Task statement:
Through the last line of the material below, starting at the line with "column 334, row 396", return every line exactly and only those.

(Material shown Opens)

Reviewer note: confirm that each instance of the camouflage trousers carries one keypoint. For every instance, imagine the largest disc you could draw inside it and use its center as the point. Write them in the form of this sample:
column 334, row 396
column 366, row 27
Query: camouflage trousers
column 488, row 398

(Material shown Closes)

Output of the exercise:
column 334, row 396
column 366, row 27
Query: camouflage trousers
column 488, row 398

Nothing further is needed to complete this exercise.